◆ Extracted records ◆
════════════════

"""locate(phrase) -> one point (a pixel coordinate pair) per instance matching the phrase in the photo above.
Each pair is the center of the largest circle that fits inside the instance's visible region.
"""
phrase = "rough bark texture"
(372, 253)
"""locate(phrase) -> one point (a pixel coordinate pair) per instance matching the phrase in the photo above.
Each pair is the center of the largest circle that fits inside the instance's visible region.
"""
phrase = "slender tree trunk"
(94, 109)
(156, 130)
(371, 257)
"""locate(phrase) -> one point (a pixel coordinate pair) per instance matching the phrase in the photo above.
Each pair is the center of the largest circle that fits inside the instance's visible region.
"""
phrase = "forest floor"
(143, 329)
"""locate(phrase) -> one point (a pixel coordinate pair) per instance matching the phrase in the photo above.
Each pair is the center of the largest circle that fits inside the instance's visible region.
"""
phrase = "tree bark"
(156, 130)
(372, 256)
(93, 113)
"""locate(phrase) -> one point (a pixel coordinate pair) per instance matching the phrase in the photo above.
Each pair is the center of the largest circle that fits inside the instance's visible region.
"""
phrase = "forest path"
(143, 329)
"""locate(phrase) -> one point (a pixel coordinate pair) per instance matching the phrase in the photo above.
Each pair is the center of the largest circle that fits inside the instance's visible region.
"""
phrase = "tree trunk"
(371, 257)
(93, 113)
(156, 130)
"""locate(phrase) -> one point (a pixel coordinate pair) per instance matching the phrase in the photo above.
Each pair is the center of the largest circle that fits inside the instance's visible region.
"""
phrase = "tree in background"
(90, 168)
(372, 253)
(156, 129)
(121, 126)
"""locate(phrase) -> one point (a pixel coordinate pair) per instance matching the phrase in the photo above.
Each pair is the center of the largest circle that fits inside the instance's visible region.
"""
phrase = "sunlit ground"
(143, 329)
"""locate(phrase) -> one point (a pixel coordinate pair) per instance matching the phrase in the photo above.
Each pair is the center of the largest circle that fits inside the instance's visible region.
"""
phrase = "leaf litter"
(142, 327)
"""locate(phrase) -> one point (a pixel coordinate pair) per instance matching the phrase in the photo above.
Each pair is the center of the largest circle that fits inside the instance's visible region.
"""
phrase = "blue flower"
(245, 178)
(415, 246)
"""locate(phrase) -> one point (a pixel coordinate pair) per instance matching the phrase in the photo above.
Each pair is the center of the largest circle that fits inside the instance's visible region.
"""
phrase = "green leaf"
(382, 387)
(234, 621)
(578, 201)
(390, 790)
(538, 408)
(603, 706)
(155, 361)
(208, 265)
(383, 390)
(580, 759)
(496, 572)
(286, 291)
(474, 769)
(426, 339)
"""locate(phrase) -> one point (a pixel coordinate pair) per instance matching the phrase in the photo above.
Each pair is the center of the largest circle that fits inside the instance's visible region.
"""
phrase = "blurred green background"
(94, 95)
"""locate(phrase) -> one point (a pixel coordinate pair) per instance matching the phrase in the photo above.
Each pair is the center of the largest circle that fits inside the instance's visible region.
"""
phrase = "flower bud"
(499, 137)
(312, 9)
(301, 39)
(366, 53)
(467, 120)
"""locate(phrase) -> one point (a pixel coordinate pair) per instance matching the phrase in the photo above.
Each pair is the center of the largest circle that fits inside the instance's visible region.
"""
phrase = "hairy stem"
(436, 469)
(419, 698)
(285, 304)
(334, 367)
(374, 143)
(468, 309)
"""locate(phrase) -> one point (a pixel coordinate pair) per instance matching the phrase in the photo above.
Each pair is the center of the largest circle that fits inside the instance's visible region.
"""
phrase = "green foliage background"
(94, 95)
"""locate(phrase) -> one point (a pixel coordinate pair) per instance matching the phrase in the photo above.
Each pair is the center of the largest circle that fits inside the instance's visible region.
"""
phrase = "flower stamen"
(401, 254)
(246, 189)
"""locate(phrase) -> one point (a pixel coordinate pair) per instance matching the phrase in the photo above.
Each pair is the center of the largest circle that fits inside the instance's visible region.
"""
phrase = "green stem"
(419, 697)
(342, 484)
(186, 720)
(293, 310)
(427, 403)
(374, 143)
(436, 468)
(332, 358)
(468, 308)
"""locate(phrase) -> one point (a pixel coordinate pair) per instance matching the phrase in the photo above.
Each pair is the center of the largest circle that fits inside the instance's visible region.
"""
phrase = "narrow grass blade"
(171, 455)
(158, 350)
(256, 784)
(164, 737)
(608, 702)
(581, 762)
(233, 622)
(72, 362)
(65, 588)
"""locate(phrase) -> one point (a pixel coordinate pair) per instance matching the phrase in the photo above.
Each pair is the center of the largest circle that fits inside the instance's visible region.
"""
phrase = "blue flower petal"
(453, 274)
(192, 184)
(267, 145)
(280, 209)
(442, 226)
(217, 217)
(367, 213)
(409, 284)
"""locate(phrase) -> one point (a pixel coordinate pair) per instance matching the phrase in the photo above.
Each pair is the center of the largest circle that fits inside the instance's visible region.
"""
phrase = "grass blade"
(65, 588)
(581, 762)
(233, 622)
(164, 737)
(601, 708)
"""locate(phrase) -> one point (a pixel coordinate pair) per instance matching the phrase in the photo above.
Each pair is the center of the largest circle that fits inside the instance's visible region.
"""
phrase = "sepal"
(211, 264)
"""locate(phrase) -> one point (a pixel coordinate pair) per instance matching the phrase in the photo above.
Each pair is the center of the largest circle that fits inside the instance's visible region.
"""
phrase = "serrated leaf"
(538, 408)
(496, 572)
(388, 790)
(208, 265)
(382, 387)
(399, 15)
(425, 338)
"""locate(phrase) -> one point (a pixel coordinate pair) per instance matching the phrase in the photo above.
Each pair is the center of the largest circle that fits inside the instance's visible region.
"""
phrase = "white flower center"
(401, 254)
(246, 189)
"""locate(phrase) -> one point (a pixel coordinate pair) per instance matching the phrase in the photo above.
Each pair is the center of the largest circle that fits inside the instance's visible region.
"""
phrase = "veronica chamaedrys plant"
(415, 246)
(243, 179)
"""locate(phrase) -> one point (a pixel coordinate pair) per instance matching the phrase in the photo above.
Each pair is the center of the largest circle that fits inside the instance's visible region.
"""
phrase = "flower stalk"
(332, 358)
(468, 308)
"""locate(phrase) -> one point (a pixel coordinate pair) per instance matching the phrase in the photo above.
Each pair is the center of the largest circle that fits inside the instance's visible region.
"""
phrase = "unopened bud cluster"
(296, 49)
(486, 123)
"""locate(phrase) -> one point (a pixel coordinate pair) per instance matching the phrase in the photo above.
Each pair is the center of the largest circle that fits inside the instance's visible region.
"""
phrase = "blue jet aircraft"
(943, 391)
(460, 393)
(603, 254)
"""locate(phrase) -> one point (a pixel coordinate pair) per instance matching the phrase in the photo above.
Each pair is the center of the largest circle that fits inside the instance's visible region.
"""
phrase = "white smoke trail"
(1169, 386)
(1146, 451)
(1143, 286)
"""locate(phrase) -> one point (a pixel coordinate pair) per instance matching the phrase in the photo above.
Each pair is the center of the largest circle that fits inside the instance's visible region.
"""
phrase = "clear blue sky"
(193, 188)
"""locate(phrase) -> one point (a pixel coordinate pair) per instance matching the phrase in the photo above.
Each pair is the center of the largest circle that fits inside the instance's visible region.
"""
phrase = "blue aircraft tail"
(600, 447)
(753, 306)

════════════════

◆ Your instructions ◆
A reply that repeats all the data exactly is required.

◆ Response area ◆
"""locate(phrase) -> one point (a pixel coordinate pair) per instance matching the phrase in the photo above.
Each pair is the center of the largest circle that fits inside the instance's visible region.
"""
phrase = "rough bark texture"
(372, 253)
"""locate(phrase) -> one point (a pixel coordinate pair) per instance matching the phrase in the photo above.
Each pair is the center of the largest circle that fits inside the instance's visible region.
"""
phrase = "slender tree trunk"
(94, 109)
(156, 130)
(371, 257)
"""locate(phrase) -> one point (a pixel coordinate pair) per instance matching the phrase in the photo above.
Each pair is the center of the largest circle that fits inside the instance's visible region.
"""
phrase = "forest floor"
(143, 329)
"""locate(phrase) -> one point (a pixel coordinate pair) per instance matching the phrase in the photo above.
Each pair is the center of the largest circle that fits inside the instance's visible region.
"""
phrase = "tree bark"
(156, 130)
(372, 256)
(93, 113)
"""locate(phrase) -> one point (a pixel coordinate pair) per instance matching the phrase in the photo above.
Each pair is the center of the largest circle that fits inside the instance's visible region.
"""
phrase = "forest path"
(143, 329)
"""locate(phrase) -> one point (a pixel coordinate pair) per instance matching the phrase in the photo above.
Each pair is the center of the largest circle that fits inside the instance's visible region.
"""
phrase = "tree trunk"
(371, 257)
(93, 113)
(156, 130)
"""locate(phrase) -> one point (a pixel coordinate pair) per instance matching the phrase in the photo above.
Each pair is the center of the largest circle that fits inside the instance's visible region.
"""
phrase = "tree in background"
(90, 168)
(372, 253)
(156, 129)
(121, 126)
"""locate(phrase) -> one point (a pixel coordinate pair) per instance matching the phrase in the photo above.
Each pair is the center of the largest circle that fits inside the instance's visible region.
"""
phrase = "sunlit ground"
(143, 329)
"""locate(phrase) -> one point (a pixel coordinate pair) per instance matching the phrase in the photo above.
Each pair is the center of the largest circle that fits inside the instance's visible region.
"""
phrase = "leaf litter"
(142, 327)
"""locate(phrase) -> one point (a pixel coordinate pair) per instance matching the phrase in the photo above.
Each pair is the center of the largest circle that fits inside the instance's visible region.
"""
phrase = "blue flower"
(245, 178)
(415, 246)
"""locate(phrase) -> one point (a pixel coordinate pair) per instance matching the phrase in the photo above.
Each pair is the center of the largest circle that fits inside the instance's visible region.
"""
phrase = "green leaf"
(382, 387)
(234, 621)
(578, 201)
(390, 790)
(538, 408)
(603, 706)
(155, 361)
(208, 265)
(383, 390)
(580, 759)
(496, 572)
(286, 291)
(474, 769)
(426, 339)
"""locate(phrase) -> one point (a pixel coordinate pair) per instance matching the phrase in the photo above.
Each pair is the center of the largest circle that fits inside the instance's visible region.
"""
phrase = "blurred green background"
(94, 95)
"""locate(phrase) -> one point (a pixel coordinate pair) per instance matching the phrase in the photo above.
Each pair is the center of the largest circle that fits inside the instance's visible region.
"""
phrase = "flower bud"
(499, 137)
(312, 9)
(301, 39)
(366, 53)
(467, 120)
"""locate(phrase) -> one point (a pixel coordinate pair) per instance matching the phrase in the photo above.
Each pair is the center of the largest circle that fits inside the instance's visible region.
"""
phrase = "hairy stem"
(436, 469)
(419, 698)
(285, 304)
(334, 367)
(374, 143)
(468, 309)
"""locate(phrase) -> one point (a pixel coordinate pair) per instance matching the phrase in the photo above.
Each pair is the center of the largest circle that fits inside the instance's visible region.
"""
phrase = "green foliage background"
(94, 95)
"""locate(phrase) -> one point (a pixel coordinate pair) per instance matching the phrase in the photo above.
Each pair is the center of the largest circle that fits inside the instance's visible region.
"""
phrase = "flower stamen"
(401, 254)
(246, 189)
"""locate(phrase) -> one point (a pixel coordinate pair) per instance matching the phrase in the photo above.
Each pair is the center of the largest circle that fits inside the instance's visible region.
"""
phrase = "green stem"
(419, 697)
(342, 484)
(186, 720)
(293, 310)
(427, 403)
(374, 143)
(436, 468)
(332, 358)
(468, 308)
"""locate(phrase) -> one point (a pixel coordinate pair) per instance matching the phrase in the photo above.
Each pair is the center of the largest circle that fits inside the instance's visible region.
"""
phrase = "narrow grass blade"
(171, 455)
(158, 350)
(256, 784)
(164, 737)
(608, 702)
(581, 762)
(233, 622)
(72, 362)
(65, 588)
"""locate(phrase) -> one point (a pixel coordinate pair) per instance matching the phrase in the photo above.
Each pair is the center of the largest circle that fits inside the instance's visible region.
"""
phrase = "blue flower petal"
(453, 274)
(192, 184)
(267, 145)
(280, 209)
(442, 226)
(217, 217)
(367, 213)
(409, 284)
"""locate(phrase) -> one point (a pixel coordinate pair) per instance matching the phrase in the photo above.
Each pair is the center of the largest circle that fits inside the instance's visible region.
"""
phrase = "grass blade"
(65, 588)
(581, 762)
(233, 622)
(164, 737)
(601, 708)
"""locate(phrase) -> one point (a pixel coordinate pair) per instance matching the phrase in the photo above.
Each pair is the center of the largest circle that fits inside the instance's visible region.
"""
phrase = "sepal"
(211, 264)
"""locate(phrase) -> one point (a pixel coordinate pair) per instance matching the phrase in the photo above.
Each pair is the center of the largest circle that fits inside the instance's visible region.
"""
phrase = "serrated leaf"
(538, 408)
(496, 572)
(388, 790)
(208, 265)
(382, 387)
(399, 15)
(425, 338)
"""locate(phrase) -> one point (a pixel coordinate pair) per instance matching the phrase in the photo above.
Each pair is the center of the largest circle that fits inside the instance's visible region.
"""
phrase = "white flower center"
(401, 254)
(246, 189)
"""locate(phrase) -> one point (a pixel coordinate pair) per instance matching the phrase in the photo above.
Each pair is the center of the largest circle that fits inside the instance's visible region.
"""
phrase = "veronica chamaedrys plant"
(415, 246)
(243, 179)
"""locate(phrase) -> one point (a pixel coordinate pair) per instance matching the phrase in the photo above.
Each pair is the center of the largest circle that fits inside the instance's visible region.
"""
phrase = "flower stalk"
(332, 358)
(468, 308)
"""locate(phrase) -> one point (a pixel coordinate pair) per instance matching the phrase in the photo above.
Each pair is the center of the largest circle that fits inside the instance's visible region.
"""
phrase = "unopened bud cluster"
(296, 49)
(486, 123)
"""locate(phrase) -> one point (a pixel coordinate pair) per instance matching the phrase in the photo above.
Each pair is the center of the largest circle that fits inside the instance's visible region.
"""
phrase = "blue jet aircraft"
(943, 391)
(460, 393)
(603, 254)
"""locate(phrase) -> one point (a pixel coordinate pair) per instance matching the phrase in the photo above.
Each pair is the center of the largest circle that fits inside the instance's visible region.
"""
phrase = "white smoke trail"
(1169, 386)
(1146, 451)
(1143, 286)
"""locate(phrase) -> one point (a pixel coordinate pair) per instance matching the phrase in the photo above.
Each pair is the center of the largest circle that fits inside the instance's visible region.
"""
phrase = "clear blue sky"
(193, 188)
"""locate(phrase) -> one point (a pixel coordinate pair) per instance matching the phrase in the photo above.
Each pair is the center of the largest circle that fits inside the instance's visible region.
"""
phrase = "blue aircraft tail"
(600, 447)
(753, 306)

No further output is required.